[Entries shown Boundary: Start]

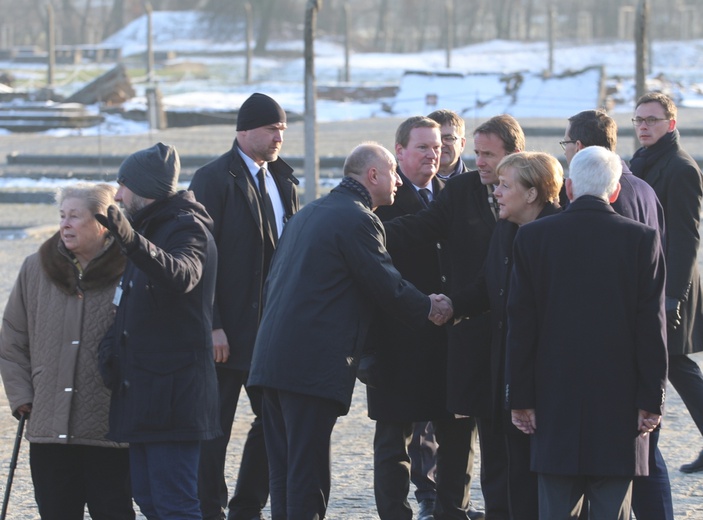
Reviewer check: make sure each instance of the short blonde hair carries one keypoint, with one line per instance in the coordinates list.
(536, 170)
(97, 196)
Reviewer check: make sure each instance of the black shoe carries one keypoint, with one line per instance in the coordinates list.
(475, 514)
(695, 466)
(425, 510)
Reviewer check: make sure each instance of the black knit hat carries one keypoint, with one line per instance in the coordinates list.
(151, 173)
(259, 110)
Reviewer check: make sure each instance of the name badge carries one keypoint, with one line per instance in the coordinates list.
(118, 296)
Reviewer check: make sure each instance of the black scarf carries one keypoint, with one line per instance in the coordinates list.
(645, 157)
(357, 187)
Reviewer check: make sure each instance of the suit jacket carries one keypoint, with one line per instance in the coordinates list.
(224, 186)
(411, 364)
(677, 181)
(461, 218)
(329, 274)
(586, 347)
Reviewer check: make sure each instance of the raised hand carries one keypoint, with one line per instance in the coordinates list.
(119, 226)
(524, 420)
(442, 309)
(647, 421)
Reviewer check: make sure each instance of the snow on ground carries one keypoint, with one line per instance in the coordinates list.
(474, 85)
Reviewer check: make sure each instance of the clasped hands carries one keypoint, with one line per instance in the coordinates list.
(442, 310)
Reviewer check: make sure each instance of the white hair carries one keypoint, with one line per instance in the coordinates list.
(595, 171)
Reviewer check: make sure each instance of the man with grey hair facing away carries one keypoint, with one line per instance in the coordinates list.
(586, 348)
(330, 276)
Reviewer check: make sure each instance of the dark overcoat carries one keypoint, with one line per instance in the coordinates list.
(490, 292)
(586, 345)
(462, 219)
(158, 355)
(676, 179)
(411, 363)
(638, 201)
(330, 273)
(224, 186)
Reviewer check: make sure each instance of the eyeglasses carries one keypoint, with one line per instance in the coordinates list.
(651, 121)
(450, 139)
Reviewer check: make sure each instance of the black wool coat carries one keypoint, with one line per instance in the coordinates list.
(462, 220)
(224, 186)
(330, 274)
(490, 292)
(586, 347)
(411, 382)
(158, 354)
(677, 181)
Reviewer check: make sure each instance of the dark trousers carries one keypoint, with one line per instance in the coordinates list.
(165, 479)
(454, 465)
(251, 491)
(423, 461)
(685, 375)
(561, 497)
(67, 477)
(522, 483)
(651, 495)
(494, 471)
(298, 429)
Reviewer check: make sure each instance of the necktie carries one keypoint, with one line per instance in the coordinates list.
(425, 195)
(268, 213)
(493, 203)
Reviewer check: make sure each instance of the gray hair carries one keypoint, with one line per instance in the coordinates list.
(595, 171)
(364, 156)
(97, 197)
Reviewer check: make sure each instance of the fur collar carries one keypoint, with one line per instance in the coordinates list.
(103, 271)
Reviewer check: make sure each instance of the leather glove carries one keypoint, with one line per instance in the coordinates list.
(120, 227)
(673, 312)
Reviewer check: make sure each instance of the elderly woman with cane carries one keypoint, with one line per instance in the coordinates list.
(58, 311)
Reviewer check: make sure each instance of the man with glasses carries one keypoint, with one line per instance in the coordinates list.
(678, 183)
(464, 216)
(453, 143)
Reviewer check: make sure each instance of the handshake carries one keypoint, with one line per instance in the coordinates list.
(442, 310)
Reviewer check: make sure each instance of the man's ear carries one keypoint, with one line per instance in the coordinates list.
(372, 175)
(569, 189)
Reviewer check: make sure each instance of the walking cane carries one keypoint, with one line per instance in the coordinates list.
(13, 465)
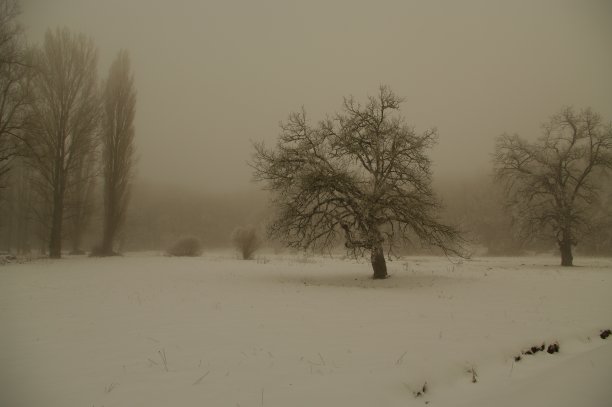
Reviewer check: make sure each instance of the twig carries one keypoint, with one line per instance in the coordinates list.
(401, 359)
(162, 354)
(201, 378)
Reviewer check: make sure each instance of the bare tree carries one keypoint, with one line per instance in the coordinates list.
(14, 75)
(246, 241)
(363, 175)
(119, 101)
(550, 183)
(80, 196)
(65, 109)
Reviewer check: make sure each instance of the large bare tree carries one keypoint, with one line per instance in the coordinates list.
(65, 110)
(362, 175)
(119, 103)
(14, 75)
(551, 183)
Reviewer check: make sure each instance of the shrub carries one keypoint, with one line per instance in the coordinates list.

[Entries shown Boundary: End]

(What you have to do):
Give back every record exactly. Omit the pictures.

(Task answer):
Reviewer check: make sure each instance of the short blonde hair carries one keypoint, with one line per instance in the coordinates list.
(536, 170)
(97, 196)
Reviewer check: make sure each instance of the black shoe carries one keypoint, with one line per instance in the coordinates list.
(475, 514)
(695, 466)
(425, 510)
Reviewer check: make sure each instance of the black knit hat carries one keypoint, with one line per instance in the coordinates list.
(151, 173)
(259, 110)
Reviewer check: make sure each instance of the name badge carries one keypoint, with one line per instance in the coordinates list.
(118, 296)
Reviewer check: make sure each instance of the black scarf carries one keypoint, with one line per instance in the coordinates list.
(645, 157)
(357, 187)
Reviewer check: make sure each instance of the suit jacket carries one keypoint, with one line per instance in the coordinates list.
(224, 186)
(411, 364)
(677, 181)
(461, 218)
(329, 274)
(586, 347)
Reviewer check: make sure each instance of the raised hand carries one keypoint, with one line per instance in the coordinates list.
(119, 226)
(524, 420)
(442, 309)
(647, 421)
Reviewer check: make sure each instance of the snow on ground carries one keypoint, with one line per instance in the coordinates list.
(474, 85)
Reviewer check: make sure each instance of the clasped hands carries one keypoint, with one line per instance in the coordinates list.
(442, 310)
Reviewer check: make sure each instance of the white hair carries one keypoint, with one line per instance in the coordinates list.
(595, 171)
Reviewer check: make sure each instance of the man with grey hair facing away carries one keypoint, with one line per instance in the coordinates list.
(586, 348)
(330, 276)
Reviewer check: make sure each instance of the dark overcoat carries one keypoint, with one line per instance in the coordinates list.
(490, 292)
(586, 345)
(462, 219)
(158, 355)
(676, 179)
(411, 363)
(638, 201)
(330, 273)
(224, 186)
Reviewer check: make sure each instance of the eyeglasses carries one keypoint, with one line per instance in the coordinates list.
(651, 121)
(450, 139)
Reviewer check: make sure each instance of the black wool coat carries one keypoint, with one line per instance in the coordinates list.
(462, 220)
(224, 186)
(330, 274)
(490, 292)
(586, 347)
(411, 382)
(158, 354)
(677, 181)
Reviewer check: make sure each instance of the dark trousers carries one keypoint, with one line per instance in the coordinates list.
(165, 479)
(454, 465)
(251, 491)
(423, 461)
(685, 375)
(561, 497)
(67, 477)
(522, 483)
(651, 495)
(494, 471)
(298, 429)
Reviewer check: make sure each instance of the necktie carries one keypoint, with one line per instance in the coordinates list.
(425, 195)
(268, 213)
(493, 203)
Reviewer check: make sure each instance of the gray hair carries one keypoint, with one line per instance in the coordinates list.
(595, 171)
(364, 156)
(97, 197)
Reviewer check: make sure each instance of the fur collar carries one keypoint, with one line per instance in the coordinates list.
(103, 271)
Reviewer check: make sure each instance of the leather glove carries one keypoint, with one line per instance in the coordinates list.
(120, 227)
(673, 312)
Reviewer check: make sure each instance of the elderly woman with cane carries one keypoint, with one line per instance in the coordinates list.
(58, 311)
Reviewer check: make sure each instance of the man with glasses carries one keypoint, with one line per instance in the coordinates list.
(678, 183)
(464, 216)
(453, 143)
Reviewer check: make sure each instance of the handshake carries one keypoint, with one line per instance in the coordinates list.
(442, 310)
Reviewer check: make sure each instance of the man's ear carries one keypoint, with one line per instance in the coordinates list.
(372, 175)
(569, 189)
Reviewer check: make sure each instance of the walking cane carries one keypoint, with one line per instance in the coordinates list.
(13, 465)
Reviewer check: make sure each instance of the twig carries one keypoint, with one line per instance in the coordinates list.
(401, 359)
(162, 354)
(201, 378)
Reviewer check: make sure each instance of the bare tree carries one keypoint, with one line per instance in the coordinates list.
(14, 75)
(246, 241)
(363, 175)
(119, 101)
(550, 183)
(80, 196)
(65, 109)
Reviewer check: make sure each instance of the large bare tree carries one keypoint, with one line per instance in the coordinates list.
(65, 110)
(362, 175)
(119, 103)
(14, 75)
(551, 183)
Reviewer check: make sure each instance of the shrub carries one keypoint, with one line per instance in the coordinates list.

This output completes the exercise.